(Excerpts of annotation records)
↓

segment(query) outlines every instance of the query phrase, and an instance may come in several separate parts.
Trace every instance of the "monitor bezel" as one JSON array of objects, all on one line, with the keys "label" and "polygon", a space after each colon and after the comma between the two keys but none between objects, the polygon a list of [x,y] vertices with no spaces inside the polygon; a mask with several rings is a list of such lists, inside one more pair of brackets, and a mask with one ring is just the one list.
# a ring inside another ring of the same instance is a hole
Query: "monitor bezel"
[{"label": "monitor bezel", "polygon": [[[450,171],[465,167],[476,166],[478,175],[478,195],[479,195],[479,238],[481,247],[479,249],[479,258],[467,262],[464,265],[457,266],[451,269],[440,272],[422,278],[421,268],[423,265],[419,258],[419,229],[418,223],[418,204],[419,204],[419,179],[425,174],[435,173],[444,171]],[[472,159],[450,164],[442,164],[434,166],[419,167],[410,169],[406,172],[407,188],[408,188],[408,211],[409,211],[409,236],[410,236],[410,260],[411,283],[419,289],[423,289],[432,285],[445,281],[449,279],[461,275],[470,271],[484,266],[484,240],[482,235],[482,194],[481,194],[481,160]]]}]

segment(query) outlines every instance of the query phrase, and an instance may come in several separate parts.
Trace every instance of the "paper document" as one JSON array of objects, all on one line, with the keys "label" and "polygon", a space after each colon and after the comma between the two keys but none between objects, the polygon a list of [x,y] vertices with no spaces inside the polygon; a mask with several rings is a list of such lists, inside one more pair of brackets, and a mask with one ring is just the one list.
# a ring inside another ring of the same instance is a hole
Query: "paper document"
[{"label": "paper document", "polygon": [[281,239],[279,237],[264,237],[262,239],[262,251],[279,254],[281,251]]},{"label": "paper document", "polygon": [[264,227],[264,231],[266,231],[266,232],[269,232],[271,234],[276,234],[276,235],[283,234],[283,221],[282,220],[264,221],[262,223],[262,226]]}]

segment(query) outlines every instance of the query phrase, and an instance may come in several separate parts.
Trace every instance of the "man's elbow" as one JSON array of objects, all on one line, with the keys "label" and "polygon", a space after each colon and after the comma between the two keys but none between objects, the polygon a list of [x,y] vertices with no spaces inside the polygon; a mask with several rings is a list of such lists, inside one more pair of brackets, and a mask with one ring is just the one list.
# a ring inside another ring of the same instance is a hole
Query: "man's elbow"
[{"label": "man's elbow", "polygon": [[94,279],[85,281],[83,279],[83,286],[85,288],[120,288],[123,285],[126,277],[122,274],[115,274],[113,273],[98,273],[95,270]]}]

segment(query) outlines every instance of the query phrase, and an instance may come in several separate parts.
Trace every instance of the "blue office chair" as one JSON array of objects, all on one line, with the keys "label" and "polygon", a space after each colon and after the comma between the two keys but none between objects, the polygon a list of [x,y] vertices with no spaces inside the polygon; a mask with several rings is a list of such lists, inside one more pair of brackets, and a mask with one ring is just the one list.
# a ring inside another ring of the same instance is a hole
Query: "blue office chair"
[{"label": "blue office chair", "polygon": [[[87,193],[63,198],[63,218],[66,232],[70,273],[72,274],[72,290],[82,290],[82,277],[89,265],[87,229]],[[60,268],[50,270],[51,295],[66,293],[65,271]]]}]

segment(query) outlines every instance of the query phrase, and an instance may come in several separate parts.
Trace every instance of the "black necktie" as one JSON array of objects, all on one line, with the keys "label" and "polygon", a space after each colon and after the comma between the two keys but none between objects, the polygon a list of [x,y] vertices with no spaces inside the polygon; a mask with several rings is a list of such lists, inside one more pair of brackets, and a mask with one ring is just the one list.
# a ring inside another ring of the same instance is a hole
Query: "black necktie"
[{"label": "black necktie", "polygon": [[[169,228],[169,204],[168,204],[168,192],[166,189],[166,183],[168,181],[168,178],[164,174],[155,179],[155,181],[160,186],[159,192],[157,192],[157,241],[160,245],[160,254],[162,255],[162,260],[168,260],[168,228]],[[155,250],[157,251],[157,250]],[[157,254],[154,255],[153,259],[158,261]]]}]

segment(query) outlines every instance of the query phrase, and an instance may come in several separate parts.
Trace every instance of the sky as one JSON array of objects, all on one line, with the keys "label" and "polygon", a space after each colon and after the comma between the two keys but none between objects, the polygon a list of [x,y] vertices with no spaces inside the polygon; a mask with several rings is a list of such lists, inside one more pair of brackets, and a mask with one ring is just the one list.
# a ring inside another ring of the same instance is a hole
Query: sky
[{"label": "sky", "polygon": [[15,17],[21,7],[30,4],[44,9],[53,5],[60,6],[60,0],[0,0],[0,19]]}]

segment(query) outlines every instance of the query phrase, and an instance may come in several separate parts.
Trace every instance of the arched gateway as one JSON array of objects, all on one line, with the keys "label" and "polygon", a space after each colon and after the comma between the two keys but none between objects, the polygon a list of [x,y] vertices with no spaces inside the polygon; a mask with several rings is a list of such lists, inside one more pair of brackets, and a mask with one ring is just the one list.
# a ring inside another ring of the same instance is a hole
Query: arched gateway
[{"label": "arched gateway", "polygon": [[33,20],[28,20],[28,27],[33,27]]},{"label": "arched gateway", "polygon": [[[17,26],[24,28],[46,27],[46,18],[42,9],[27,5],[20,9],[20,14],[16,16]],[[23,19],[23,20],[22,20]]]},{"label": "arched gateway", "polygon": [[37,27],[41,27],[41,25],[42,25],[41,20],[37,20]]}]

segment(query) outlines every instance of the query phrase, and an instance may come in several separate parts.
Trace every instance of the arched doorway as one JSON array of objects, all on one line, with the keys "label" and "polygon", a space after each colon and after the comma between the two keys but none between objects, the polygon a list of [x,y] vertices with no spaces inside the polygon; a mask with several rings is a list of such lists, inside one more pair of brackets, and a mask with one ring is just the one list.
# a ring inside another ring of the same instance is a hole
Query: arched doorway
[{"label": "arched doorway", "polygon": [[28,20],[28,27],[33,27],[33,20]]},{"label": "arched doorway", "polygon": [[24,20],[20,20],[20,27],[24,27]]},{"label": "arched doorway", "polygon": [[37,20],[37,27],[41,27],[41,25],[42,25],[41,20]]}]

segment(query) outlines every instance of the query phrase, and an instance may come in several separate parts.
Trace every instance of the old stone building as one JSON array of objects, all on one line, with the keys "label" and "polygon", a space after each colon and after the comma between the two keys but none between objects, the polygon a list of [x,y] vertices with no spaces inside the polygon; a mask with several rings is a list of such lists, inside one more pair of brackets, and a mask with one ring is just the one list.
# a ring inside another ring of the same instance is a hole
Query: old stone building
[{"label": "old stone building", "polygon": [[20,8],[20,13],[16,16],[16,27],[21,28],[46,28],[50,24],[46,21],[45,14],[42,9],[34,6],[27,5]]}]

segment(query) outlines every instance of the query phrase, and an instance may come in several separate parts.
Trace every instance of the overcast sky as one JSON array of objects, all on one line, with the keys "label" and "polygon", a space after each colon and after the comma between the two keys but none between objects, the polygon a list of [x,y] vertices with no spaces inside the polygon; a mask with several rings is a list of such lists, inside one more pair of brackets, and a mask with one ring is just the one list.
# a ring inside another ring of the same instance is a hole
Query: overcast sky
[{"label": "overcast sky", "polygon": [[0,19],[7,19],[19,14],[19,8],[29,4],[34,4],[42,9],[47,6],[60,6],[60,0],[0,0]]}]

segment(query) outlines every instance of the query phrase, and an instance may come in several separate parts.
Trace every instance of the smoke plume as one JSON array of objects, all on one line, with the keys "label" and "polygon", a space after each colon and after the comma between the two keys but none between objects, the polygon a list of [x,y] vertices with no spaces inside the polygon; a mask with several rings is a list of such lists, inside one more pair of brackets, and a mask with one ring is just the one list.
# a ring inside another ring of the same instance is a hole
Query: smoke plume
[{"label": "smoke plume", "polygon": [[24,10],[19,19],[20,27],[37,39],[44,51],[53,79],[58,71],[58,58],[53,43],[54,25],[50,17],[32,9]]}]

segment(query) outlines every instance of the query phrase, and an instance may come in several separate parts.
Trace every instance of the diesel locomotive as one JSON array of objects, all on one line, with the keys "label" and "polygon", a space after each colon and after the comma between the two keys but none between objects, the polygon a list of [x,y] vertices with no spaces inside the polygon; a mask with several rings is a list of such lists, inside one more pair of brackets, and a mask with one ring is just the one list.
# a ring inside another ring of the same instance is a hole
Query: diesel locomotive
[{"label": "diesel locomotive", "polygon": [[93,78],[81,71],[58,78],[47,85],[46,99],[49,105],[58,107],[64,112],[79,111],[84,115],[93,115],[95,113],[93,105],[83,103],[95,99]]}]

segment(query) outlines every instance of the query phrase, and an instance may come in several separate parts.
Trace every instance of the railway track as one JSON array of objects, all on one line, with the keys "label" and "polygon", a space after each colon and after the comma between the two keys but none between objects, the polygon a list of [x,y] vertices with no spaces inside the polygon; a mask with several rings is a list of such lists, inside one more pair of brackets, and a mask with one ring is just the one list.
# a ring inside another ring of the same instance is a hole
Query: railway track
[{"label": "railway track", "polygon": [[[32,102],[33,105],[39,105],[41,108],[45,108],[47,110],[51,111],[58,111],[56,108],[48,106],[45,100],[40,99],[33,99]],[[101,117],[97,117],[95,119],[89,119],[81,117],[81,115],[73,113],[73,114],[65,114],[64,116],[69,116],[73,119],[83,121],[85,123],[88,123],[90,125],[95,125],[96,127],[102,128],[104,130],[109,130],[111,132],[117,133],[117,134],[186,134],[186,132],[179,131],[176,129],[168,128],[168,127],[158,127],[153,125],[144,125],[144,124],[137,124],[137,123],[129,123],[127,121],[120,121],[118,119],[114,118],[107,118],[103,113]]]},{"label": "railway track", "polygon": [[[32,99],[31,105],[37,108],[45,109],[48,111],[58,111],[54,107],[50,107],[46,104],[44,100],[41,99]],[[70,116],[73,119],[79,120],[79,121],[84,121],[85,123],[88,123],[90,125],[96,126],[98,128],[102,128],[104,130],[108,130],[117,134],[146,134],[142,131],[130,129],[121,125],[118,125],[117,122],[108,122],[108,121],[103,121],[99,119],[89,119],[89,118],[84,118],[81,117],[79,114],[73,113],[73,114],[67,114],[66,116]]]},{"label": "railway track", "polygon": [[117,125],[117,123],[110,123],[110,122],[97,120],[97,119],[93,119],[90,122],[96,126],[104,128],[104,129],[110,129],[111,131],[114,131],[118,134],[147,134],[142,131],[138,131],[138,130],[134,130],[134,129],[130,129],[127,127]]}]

↑

SET TASK:
Pick out every row above that contains the string "gateway" and copy each of those rows in full.

EXERCISE OUTPUT:
Trace every instance of the arched gateway as one JSON array of objects, all on one line, with the keys "label" and "polygon", a space after each colon and after the comma between the two keys but none between objects, the polygon a list of [x,y] vertices with no spaces inside the polygon; a mask with several rings is a list of such lists, inside one more pair of brackets, and a mask with one ring is just the one list.
Query: arched gateway
[{"label": "arched gateway", "polygon": [[33,20],[28,20],[28,27],[33,27]]},{"label": "arched gateway", "polygon": [[[17,26],[24,28],[46,27],[46,18],[42,9],[27,5],[20,9],[20,14],[16,16]],[[23,19],[23,20],[22,20]]]},{"label": "arched gateway", "polygon": [[37,27],[41,27],[41,25],[42,25],[41,20],[37,20]]}]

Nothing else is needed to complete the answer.